[Text block — start]
I don't condone using the preposition like that way in the above example. However, I agree with this:
A. verb + indirect object + direct object: There is no indirect object.
Active =============================> Passive: [indirect direct object becomes the subject of passive verb.]
- A trainee is an official employee of the firm that/who(m) someone is training to/for the job he/she was originally hired for. => A trainee is an official employee of the firm that/who is being trained [by someone] to/for the job he/she was originally hired for.

B. verb + direct object + preposition + indirect object:[an alternative]:
Active =============================> Passive:[direct object becomes the subject of passive verb.]
- A trainee is an official employee of the firm to whom someone is training the job he/she was originally hired for.=> A trainee is an official employee of the firm to whom the job he/she was originally hired for is being trained[by someone]. These are wrong. The person, not the job, is the direct object of 'train'. There is no indirect object – the construction is not 'train someone a job'.
[Text block — finish]
== Requirement 1 ==
Could you repeat the part of the grammar passage that opens with the words containing "Active =============================> Passive: [indirect" and closes with "someone] to/for the job he/she was originally hired for."?
== Requirement 2 ==
How would the grammar passage go on after its last sentence? Write a continuation.
The records have nothing to do with what you are asked to do here.
[Information given — start]
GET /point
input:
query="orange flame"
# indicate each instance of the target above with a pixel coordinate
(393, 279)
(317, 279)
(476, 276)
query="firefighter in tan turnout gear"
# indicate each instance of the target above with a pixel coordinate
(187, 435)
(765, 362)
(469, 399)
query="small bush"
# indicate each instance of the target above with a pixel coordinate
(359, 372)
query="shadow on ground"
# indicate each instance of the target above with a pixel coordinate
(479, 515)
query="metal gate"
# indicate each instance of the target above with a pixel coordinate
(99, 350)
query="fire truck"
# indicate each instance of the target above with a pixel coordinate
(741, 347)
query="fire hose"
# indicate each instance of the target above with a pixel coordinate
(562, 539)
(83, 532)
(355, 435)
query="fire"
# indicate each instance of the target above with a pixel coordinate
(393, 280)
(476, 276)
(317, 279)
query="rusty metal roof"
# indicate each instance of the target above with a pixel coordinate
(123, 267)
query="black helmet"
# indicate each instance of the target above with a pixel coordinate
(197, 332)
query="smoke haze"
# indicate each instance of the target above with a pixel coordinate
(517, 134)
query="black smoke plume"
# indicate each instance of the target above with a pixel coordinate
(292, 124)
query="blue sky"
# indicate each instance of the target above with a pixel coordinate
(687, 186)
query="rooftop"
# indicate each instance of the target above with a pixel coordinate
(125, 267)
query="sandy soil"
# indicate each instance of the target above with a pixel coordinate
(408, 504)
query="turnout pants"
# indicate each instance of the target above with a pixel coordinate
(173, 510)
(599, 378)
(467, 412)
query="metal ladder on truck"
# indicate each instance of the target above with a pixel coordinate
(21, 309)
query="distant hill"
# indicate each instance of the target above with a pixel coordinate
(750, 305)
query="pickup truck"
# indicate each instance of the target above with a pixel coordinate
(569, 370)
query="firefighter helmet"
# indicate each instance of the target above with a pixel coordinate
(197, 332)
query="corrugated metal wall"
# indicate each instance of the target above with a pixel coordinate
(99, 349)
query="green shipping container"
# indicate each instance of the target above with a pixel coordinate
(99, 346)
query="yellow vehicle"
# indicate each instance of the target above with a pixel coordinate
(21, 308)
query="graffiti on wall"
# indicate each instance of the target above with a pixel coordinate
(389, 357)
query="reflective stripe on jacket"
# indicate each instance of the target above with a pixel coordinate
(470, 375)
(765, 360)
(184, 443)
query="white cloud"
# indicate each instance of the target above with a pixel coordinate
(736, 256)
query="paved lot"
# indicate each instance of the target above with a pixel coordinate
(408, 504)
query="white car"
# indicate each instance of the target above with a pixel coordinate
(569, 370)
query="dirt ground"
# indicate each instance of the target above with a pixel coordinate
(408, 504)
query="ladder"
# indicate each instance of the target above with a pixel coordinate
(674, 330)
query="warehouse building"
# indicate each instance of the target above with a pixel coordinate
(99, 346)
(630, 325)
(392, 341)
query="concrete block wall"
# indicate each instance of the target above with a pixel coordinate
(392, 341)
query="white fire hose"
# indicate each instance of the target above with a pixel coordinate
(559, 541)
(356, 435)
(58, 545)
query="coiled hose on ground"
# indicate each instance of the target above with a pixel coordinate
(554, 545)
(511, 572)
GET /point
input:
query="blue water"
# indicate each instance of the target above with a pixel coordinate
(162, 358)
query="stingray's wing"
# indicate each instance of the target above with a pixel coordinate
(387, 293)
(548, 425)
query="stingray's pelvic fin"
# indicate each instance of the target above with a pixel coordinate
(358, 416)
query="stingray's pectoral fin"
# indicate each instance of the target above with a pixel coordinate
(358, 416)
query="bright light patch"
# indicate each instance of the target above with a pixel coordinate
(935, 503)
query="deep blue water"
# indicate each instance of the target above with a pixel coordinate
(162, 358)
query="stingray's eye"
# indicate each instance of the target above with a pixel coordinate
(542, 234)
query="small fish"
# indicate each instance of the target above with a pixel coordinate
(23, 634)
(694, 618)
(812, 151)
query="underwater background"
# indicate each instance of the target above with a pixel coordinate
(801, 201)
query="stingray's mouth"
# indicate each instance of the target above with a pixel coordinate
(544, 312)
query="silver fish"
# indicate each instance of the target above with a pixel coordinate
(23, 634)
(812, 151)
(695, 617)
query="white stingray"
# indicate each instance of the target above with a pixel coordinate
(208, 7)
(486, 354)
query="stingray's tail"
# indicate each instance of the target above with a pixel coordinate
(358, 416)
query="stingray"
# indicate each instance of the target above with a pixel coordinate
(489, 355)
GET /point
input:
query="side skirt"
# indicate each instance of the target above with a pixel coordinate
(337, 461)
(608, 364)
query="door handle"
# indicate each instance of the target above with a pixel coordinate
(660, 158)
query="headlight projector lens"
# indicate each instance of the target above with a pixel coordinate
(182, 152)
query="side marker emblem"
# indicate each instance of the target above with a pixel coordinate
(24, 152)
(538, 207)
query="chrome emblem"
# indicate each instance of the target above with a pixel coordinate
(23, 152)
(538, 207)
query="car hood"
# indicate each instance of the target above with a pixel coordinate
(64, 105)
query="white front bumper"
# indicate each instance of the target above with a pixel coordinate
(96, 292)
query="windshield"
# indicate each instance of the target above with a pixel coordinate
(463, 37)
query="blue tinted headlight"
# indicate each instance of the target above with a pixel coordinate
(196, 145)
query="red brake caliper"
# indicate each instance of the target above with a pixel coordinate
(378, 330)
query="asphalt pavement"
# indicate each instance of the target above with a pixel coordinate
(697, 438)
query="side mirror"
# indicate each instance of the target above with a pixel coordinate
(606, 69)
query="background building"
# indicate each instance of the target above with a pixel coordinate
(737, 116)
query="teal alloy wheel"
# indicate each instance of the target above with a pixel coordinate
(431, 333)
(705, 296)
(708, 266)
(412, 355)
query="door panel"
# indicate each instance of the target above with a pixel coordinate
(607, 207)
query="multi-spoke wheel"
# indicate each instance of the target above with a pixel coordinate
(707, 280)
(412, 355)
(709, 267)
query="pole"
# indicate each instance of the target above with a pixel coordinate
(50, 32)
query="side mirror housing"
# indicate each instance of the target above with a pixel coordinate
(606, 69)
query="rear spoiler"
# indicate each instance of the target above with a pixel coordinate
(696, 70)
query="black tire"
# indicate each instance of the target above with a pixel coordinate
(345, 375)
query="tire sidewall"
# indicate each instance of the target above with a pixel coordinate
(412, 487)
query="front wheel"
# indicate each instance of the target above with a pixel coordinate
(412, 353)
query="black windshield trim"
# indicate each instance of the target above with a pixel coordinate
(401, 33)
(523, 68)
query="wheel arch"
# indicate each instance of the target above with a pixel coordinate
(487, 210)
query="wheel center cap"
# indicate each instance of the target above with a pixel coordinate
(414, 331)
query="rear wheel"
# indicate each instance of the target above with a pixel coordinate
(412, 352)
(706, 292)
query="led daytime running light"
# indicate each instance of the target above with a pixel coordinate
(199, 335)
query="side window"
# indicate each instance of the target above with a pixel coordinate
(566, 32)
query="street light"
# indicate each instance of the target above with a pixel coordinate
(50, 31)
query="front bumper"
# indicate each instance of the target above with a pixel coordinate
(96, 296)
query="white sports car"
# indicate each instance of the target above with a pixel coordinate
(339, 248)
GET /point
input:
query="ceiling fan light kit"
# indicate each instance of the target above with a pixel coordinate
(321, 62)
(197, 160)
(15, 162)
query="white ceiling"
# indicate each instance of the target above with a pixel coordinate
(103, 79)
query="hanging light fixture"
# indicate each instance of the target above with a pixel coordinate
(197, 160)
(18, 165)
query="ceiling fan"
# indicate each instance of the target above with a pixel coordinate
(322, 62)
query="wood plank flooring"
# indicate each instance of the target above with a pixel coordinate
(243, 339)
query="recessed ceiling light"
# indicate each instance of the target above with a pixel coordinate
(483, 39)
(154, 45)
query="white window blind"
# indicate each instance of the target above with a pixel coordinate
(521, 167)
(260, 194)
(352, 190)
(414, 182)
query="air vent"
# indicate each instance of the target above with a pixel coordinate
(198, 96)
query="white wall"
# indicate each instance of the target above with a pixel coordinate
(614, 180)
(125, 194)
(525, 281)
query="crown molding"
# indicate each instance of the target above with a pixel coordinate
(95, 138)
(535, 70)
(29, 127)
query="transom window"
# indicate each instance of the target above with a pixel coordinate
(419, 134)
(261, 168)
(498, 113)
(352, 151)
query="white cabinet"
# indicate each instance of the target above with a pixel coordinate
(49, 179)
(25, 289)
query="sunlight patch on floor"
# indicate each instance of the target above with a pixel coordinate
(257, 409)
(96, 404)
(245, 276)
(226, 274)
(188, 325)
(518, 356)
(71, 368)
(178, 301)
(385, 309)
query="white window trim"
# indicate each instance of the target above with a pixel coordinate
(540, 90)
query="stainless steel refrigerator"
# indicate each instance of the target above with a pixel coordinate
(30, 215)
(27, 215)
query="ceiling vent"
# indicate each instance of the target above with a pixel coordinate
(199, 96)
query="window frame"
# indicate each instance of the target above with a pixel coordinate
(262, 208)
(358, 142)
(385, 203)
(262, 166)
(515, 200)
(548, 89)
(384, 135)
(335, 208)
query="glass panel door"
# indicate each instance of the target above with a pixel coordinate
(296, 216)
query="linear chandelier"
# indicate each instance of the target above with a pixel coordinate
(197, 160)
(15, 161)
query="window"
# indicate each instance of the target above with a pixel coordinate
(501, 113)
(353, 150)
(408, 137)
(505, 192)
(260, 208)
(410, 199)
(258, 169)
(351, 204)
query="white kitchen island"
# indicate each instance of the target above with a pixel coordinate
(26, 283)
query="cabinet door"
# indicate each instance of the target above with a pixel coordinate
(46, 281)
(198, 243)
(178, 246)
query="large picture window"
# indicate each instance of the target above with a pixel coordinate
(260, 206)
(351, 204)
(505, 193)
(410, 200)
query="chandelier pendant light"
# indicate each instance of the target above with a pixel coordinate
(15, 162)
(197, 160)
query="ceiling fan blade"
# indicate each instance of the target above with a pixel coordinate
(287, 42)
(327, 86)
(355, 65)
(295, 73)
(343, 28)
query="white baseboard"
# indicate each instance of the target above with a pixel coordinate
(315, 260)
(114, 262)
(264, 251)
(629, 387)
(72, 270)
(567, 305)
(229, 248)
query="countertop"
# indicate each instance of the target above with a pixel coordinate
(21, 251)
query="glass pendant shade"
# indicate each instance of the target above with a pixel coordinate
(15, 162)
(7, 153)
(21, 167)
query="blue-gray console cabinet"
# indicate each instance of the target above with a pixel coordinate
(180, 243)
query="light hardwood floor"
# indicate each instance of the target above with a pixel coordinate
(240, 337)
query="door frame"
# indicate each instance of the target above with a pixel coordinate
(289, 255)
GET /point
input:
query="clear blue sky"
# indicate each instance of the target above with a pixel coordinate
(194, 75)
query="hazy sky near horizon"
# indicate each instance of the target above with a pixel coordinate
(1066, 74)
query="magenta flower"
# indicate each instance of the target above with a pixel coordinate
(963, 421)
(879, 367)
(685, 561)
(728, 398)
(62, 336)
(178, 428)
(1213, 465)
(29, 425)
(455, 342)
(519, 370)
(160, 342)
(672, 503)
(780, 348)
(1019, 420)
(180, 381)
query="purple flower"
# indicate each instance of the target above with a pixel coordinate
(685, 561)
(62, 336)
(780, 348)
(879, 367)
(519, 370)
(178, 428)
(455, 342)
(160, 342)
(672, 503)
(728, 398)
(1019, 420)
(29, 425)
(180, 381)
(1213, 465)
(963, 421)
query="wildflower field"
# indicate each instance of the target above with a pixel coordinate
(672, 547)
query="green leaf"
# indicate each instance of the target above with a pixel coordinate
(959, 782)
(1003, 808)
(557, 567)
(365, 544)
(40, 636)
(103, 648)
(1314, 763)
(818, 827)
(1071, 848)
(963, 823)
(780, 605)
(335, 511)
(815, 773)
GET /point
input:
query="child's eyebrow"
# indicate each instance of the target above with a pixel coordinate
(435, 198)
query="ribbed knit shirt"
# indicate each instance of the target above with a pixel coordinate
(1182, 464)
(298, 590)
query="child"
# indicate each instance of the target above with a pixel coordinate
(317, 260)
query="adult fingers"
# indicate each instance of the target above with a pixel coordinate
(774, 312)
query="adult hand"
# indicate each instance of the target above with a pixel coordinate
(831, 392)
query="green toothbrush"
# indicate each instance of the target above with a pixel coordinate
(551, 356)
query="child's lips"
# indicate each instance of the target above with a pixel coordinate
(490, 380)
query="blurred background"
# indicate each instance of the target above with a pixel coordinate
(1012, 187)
[Information given — finish]
== Answer area 1 ==
Active =============================> Passive: [indirect direct object becomes the subject of passive verb.]
- A trainee is an official employee of the firm that/who(m) someone is training to/for the job he/she was originally hired for. => A trainee is an official employee of the firm that/who is being trained [by someone] to/for the job he/she was originally hired for.

== Answer area 2 ==
- A trainee is an official employee of the firm that/who someone is training to the job he/she was originally hired for.=> A trainee is an official employee of the firm that/who the job he/she was originally hired for is being training to [by someone]. Again, this is wrong (even if you meant 'trained' instead of 'training'), because one does not 'train a job'; one trains a person.

You may be thinking of the construction 'teach someone a job'. That is different. There, 'job' is the direct object of 'teach', and 'someone' is the indirect object. One teaches someone a job (lesson, etc) but one does not train someone a job. You cannot apply general rules to such words; different words work differently.